:: Given data ::
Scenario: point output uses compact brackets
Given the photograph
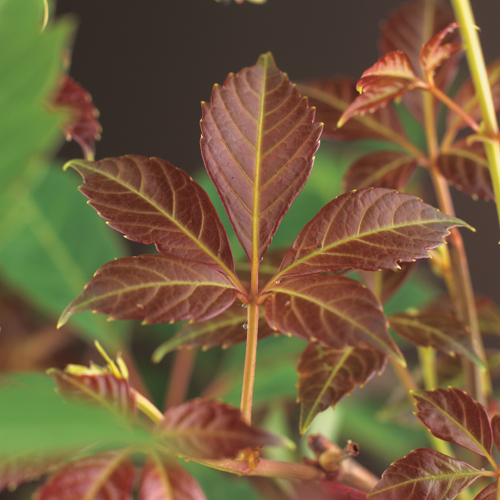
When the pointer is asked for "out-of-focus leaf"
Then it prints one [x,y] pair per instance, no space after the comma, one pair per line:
[425,474]
[452,415]
[258,144]
[49,258]
[489,493]
[332,96]
[226,330]
[467,100]
[179,218]
[442,331]
[100,477]
[155,288]
[466,167]
[387,80]
[203,428]
[333,310]
[167,480]
[370,229]
[326,375]
[84,128]
[434,52]
[387,169]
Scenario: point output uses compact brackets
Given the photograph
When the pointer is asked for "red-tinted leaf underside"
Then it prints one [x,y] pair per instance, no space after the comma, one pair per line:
[368,229]
[258,144]
[151,201]
[154,288]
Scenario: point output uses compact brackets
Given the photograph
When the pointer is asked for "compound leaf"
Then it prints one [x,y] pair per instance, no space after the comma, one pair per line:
[425,474]
[466,167]
[452,415]
[225,330]
[156,288]
[258,144]
[167,480]
[442,331]
[208,429]
[99,477]
[388,169]
[326,375]
[179,218]
[333,310]
[370,229]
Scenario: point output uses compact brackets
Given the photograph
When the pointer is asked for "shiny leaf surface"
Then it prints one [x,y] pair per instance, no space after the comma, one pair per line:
[452,415]
[442,331]
[332,96]
[387,80]
[258,144]
[178,218]
[108,476]
[167,480]
[424,474]
[368,229]
[225,330]
[333,310]
[466,167]
[326,375]
[203,428]
[155,288]
[388,169]
[84,128]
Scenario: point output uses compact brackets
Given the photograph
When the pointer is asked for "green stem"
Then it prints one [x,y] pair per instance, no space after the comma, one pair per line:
[479,75]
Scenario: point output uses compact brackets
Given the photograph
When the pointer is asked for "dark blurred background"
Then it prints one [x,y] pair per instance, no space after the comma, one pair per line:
[149,63]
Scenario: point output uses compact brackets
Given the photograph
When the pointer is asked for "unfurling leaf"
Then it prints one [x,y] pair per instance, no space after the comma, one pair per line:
[83,127]
[226,330]
[434,52]
[387,80]
[258,144]
[388,169]
[332,96]
[368,229]
[155,288]
[98,477]
[204,428]
[466,167]
[333,310]
[442,331]
[167,480]
[452,415]
[326,375]
[424,474]
[151,201]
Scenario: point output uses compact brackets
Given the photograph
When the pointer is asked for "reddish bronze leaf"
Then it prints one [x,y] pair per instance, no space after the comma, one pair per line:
[84,128]
[108,476]
[167,480]
[225,330]
[489,493]
[151,201]
[434,52]
[333,310]
[155,288]
[208,429]
[424,474]
[452,415]
[466,167]
[368,229]
[388,169]
[326,375]
[442,331]
[332,96]
[258,144]
[388,79]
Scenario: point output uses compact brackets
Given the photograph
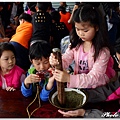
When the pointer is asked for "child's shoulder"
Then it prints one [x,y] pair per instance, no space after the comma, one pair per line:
[32,70]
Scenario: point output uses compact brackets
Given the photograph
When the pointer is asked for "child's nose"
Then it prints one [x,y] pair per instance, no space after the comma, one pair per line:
[118,65]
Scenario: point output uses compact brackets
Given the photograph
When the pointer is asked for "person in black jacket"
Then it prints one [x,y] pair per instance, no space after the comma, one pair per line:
[108,92]
[59,29]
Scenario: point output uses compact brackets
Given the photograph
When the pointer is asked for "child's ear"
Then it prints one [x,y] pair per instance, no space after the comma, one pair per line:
[97,28]
[36,8]
[30,59]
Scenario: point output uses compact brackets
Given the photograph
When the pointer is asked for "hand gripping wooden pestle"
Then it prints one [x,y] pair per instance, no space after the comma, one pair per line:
[60,85]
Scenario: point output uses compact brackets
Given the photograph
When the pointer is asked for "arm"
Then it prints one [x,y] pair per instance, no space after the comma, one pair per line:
[44,95]
[97,72]
[26,91]
[108,92]
[26,87]
[93,113]
[74,8]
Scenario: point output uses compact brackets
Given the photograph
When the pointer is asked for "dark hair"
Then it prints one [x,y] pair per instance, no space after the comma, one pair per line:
[88,13]
[55,15]
[39,49]
[62,9]
[26,17]
[6,46]
[42,6]
[31,6]
[117,46]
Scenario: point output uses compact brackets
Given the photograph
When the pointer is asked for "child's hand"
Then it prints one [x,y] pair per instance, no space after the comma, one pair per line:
[52,60]
[50,83]
[32,78]
[61,76]
[10,89]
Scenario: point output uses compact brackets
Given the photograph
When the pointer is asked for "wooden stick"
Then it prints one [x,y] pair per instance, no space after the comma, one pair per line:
[60,85]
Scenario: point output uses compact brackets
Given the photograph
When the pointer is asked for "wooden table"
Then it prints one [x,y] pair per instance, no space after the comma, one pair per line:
[13,104]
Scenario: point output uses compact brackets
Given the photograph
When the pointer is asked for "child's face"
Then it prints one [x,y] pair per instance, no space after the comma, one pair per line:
[118,57]
[7,60]
[41,64]
[1,8]
[85,31]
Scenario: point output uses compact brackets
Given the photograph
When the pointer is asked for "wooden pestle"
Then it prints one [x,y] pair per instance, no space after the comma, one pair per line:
[60,85]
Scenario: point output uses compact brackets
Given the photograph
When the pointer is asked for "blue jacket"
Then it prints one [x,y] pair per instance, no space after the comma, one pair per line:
[44,94]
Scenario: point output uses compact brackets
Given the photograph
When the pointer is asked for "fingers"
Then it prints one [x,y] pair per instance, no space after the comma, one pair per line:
[10,89]
[53,61]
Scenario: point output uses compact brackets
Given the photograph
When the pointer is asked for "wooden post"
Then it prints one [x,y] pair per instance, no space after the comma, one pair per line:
[60,85]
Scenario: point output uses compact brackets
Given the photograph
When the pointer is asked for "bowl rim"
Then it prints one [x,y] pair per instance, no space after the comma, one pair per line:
[66,109]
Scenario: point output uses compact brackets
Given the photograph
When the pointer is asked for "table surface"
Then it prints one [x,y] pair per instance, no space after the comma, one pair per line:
[14,104]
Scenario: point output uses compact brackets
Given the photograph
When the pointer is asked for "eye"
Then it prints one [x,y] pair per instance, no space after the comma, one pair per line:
[13,57]
[86,30]
[46,62]
[38,64]
[6,59]
[77,29]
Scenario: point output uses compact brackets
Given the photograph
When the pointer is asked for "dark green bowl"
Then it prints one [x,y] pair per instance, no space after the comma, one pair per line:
[53,95]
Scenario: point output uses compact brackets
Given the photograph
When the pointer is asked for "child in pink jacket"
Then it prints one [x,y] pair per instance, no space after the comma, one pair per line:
[11,75]
[89,49]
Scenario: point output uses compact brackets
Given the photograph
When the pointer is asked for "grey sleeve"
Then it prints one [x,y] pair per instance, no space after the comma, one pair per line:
[93,113]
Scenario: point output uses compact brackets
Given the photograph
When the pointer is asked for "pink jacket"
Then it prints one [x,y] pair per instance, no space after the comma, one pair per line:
[99,71]
[13,78]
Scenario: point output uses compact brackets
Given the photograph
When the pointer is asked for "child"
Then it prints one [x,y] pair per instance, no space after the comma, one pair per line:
[108,92]
[65,16]
[89,50]
[59,29]
[39,56]
[10,74]
[21,39]
[41,21]
[2,32]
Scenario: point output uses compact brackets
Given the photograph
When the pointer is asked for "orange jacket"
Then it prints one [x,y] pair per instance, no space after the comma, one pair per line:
[23,34]
[64,18]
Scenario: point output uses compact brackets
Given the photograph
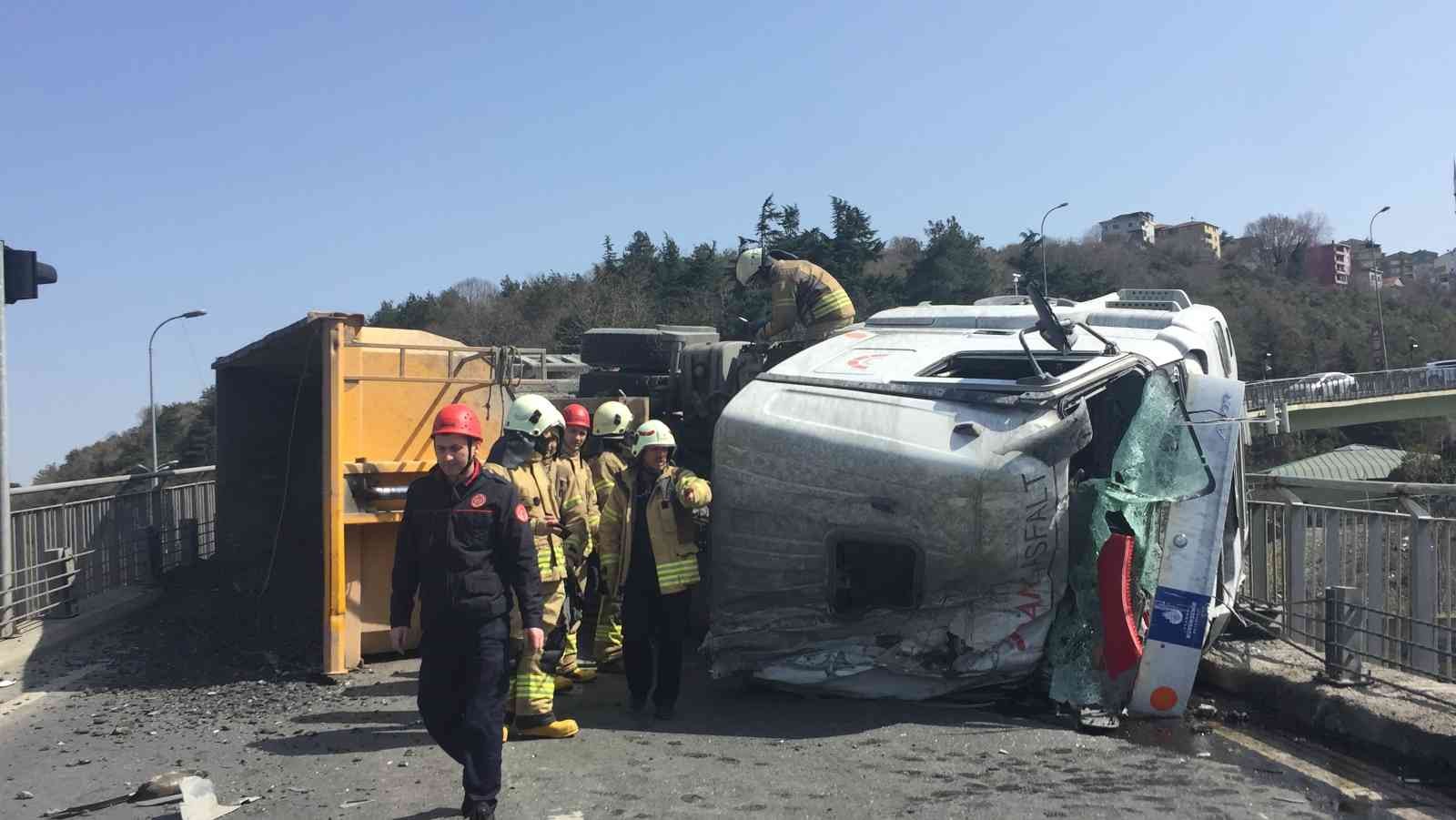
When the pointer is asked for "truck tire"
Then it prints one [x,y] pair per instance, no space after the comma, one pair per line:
[632,349]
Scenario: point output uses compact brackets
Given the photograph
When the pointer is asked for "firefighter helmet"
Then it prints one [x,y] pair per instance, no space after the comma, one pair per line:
[652,434]
[749,262]
[613,419]
[533,415]
[458,420]
[577,415]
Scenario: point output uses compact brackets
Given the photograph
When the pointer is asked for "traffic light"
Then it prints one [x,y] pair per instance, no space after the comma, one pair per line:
[24,274]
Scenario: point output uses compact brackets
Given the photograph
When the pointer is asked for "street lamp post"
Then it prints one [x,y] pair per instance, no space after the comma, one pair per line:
[1043,233]
[1380,286]
[152,397]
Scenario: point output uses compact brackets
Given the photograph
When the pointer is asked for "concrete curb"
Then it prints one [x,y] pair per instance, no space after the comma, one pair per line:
[1380,721]
[96,613]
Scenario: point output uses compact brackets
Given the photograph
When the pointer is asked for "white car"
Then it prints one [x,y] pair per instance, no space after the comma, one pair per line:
[1324,385]
[1441,370]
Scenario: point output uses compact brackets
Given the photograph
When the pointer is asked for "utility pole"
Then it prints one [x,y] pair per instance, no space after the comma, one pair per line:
[6,548]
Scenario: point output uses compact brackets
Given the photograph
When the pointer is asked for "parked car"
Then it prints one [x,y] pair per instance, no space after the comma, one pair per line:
[1441,370]
[1324,386]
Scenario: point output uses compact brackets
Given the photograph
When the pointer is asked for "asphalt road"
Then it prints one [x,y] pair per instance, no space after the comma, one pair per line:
[101,715]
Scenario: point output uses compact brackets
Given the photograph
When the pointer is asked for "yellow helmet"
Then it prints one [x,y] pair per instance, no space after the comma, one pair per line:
[612,419]
[652,434]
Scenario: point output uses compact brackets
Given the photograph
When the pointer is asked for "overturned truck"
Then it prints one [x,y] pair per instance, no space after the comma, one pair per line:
[956,497]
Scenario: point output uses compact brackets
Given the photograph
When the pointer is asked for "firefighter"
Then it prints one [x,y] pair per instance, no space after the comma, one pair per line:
[574,480]
[648,524]
[611,426]
[803,295]
[524,456]
[466,548]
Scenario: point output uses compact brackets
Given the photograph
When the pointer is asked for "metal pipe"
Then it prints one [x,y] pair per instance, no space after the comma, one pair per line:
[1043,233]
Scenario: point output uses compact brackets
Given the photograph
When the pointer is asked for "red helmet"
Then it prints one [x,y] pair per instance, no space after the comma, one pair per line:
[458,420]
[577,415]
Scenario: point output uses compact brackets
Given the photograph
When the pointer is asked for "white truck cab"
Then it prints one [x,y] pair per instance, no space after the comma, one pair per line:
[946,497]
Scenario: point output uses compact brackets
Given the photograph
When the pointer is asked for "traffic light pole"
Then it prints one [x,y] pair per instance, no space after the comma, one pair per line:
[6,548]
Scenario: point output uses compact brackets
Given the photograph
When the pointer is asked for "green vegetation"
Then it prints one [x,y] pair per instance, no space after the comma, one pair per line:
[1270,308]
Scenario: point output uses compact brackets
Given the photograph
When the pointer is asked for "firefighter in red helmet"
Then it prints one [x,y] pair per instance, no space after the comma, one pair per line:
[465,545]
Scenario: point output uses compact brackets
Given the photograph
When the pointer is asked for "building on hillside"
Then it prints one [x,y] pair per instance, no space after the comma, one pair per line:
[1193,235]
[1409,266]
[1136,226]
[1365,259]
[1329,264]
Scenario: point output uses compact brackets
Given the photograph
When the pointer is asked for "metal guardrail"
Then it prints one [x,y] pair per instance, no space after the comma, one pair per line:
[1398,568]
[69,551]
[1280,392]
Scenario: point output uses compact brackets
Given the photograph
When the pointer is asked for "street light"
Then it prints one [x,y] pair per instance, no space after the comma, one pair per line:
[1045,291]
[152,397]
[1380,286]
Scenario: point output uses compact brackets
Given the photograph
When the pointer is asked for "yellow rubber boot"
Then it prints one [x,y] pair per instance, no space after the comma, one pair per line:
[552,730]
[579,674]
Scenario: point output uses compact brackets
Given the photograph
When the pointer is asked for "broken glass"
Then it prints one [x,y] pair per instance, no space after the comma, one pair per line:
[1157,463]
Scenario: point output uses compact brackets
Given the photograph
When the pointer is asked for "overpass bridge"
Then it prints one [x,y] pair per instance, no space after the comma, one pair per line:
[1290,405]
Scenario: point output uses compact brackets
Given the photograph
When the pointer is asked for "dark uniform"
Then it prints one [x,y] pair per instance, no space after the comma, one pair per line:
[468,548]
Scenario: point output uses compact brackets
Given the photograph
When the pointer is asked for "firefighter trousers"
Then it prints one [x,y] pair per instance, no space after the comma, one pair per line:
[533,691]
[652,618]
[463,676]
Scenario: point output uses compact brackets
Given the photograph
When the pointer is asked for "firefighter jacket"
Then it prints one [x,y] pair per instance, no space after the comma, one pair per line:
[575,473]
[670,526]
[542,497]
[805,293]
[465,548]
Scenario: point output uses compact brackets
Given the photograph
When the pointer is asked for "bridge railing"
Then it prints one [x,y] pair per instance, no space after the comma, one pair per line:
[1259,395]
[69,550]
[1401,567]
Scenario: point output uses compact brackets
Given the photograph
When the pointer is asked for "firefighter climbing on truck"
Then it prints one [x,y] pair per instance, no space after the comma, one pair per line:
[804,295]
[533,427]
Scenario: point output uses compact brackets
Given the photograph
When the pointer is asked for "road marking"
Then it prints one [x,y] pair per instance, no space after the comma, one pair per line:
[1356,794]
[51,686]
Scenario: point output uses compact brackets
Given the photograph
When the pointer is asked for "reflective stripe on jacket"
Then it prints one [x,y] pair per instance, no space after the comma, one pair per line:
[669,523]
[808,295]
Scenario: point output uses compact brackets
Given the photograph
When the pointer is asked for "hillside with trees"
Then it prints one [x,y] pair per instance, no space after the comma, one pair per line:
[1259,288]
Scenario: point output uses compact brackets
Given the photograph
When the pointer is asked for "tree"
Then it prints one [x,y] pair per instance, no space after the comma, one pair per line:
[1278,238]
[954,267]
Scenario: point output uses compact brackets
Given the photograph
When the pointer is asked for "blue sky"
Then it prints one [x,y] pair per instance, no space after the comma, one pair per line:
[261,160]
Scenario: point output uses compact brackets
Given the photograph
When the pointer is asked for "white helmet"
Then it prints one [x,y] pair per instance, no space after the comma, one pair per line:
[652,434]
[533,415]
[612,419]
[749,262]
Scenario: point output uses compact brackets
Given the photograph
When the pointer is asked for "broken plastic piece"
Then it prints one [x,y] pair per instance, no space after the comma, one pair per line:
[1121,645]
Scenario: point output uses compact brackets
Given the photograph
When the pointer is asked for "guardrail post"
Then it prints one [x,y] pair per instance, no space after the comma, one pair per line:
[1375,587]
[155,552]
[1295,590]
[1341,619]
[1423,589]
[189,541]
[1259,552]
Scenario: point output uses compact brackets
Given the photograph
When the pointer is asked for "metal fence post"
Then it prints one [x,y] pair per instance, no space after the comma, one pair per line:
[1259,552]
[1423,589]
[155,552]
[1341,663]
[1375,586]
[189,541]
[1295,589]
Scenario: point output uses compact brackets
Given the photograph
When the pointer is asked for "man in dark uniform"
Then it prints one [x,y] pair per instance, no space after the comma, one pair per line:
[465,543]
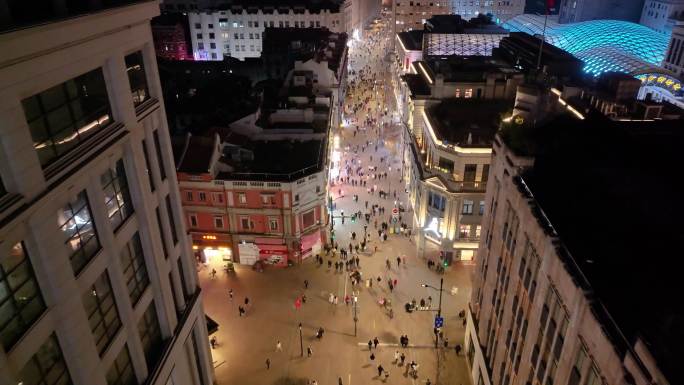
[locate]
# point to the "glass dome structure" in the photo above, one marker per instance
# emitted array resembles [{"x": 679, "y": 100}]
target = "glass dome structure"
[{"x": 603, "y": 45}]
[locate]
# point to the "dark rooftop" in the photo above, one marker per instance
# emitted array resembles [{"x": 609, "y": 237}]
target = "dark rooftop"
[
  {"x": 412, "y": 40},
  {"x": 27, "y": 13},
  {"x": 467, "y": 68},
  {"x": 612, "y": 192},
  {"x": 468, "y": 122},
  {"x": 417, "y": 84},
  {"x": 295, "y": 159},
  {"x": 452, "y": 24}
]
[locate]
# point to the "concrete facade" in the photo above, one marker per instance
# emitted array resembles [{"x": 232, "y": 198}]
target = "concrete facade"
[{"x": 31, "y": 211}]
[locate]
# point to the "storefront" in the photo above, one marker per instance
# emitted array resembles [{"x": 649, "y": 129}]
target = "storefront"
[{"x": 212, "y": 249}]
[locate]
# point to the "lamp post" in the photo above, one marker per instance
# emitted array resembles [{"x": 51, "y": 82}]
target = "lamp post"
[
  {"x": 301, "y": 342},
  {"x": 439, "y": 308}
]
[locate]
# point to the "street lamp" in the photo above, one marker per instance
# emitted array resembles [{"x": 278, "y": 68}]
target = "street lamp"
[{"x": 439, "y": 309}]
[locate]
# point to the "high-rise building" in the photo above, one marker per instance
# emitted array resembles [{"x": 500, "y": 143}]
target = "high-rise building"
[
  {"x": 563, "y": 292},
  {"x": 661, "y": 15},
  {"x": 97, "y": 282},
  {"x": 573, "y": 11}
]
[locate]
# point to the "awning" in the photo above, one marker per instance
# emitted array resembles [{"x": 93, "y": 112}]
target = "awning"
[{"x": 212, "y": 326}]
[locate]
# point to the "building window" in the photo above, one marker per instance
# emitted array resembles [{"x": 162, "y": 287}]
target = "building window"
[
  {"x": 160, "y": 158},
  {"x": 148, "y": 170},
  {"x": 20, "y": 300},
  {"x": 268, "y": 199},
  {"x": 135, "y": 272},
  {"x": 76, "y": 223},
  {"x": 150, "y": 336},
  {"x": 46, "y": 367},
  {"x": 117, "y": 198},
  {"x": 467, "y": 207},
  {"x": 62, "y": 117},
  {"x": 135, "y": 68},
  {"x": 103, "y": 317},
  {"x": 121, "y": 371},
  {"x": 162, "y": 233},
  {"x": 218, "y": 197}
]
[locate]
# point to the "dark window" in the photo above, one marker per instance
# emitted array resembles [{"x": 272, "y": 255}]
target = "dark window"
[
  {"x": 172, "y": 222},
  {"x": 121, "y": 371},
  {"x": 135, "y": 68},
  {"x": 46, "y": 367},
  {"x": 117, "y": 198},
  {"x": 103, "y": 317},
  {"x": 62, "y": 117},
  {"x": 469, "y": 173},
  {"x": 135, "y": 272},
  {"x": 147, "y": 164},
  {"x": 160, "y": 158},
  {"x": 162, "y": 233},
  {"x": 20, "y": 300},
  {"x": 81, "y": 236},
  {"x": 150, "y": 336}
]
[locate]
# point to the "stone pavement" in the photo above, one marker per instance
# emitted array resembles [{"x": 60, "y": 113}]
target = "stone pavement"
[{"x": 244, "y": 343}]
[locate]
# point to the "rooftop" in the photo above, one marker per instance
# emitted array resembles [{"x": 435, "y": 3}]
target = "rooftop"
[
  {"x": 468, "y": 122},
  {"x": 295, "y": 160},
  {"x": 616, "y": 207},
  {"x": 25, "y": 14},
  {"x": 467, "y": 68}
]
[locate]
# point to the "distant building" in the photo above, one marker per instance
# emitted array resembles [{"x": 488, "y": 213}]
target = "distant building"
[
  {"x": 171, "y": 37},
  {"x": 574, "y": 11},
  {"x": 237, "y": 31},
  {"x": 548, "y": 298},
  {"x": 408, "y": 15},
  {"x": 661, "y": 15},
  {"x": 97, "y": 281}
]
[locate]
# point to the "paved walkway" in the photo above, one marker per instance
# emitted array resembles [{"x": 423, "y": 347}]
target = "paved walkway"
[{"x": 244, "y": 343}]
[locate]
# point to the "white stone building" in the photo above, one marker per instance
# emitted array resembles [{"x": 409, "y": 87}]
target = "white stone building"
[
  {"x": 97, "y": 281},
  {"x": 238, "y": 31}
]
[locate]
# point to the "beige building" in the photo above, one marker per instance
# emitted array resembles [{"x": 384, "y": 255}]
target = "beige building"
[
  {"x": 560, "y": 297},
  {"x": 97, "y": 281}
]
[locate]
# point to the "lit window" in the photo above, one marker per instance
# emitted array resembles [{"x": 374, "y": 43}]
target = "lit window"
[
  {"x": 62, "y": 117},
  {"x": 134, "y": 270},
  {"x": 100, "y": 307},
  {"x": 81, "y": 236},
  {"x": 135, "y": 68},
  {"x": 21, "y": 302},
  {"x": 117, "y": 198}
]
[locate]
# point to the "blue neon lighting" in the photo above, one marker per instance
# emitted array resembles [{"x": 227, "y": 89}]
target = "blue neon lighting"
[{"x": 603, "y": 45}]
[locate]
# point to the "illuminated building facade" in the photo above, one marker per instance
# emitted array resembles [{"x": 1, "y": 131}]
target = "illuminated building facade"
[
  {"x": 98, "y": 284},
  {"x": 547, "y": 304}
]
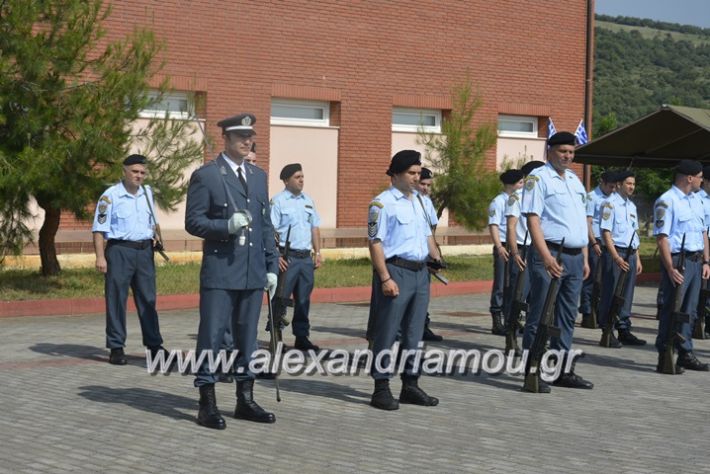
:::
Action item:
Select every line in the records above that contains the word "guardrail".

Answer below:
When the pointer is asked for "metal guardrail"
When the pointer is asked for "guardrail post"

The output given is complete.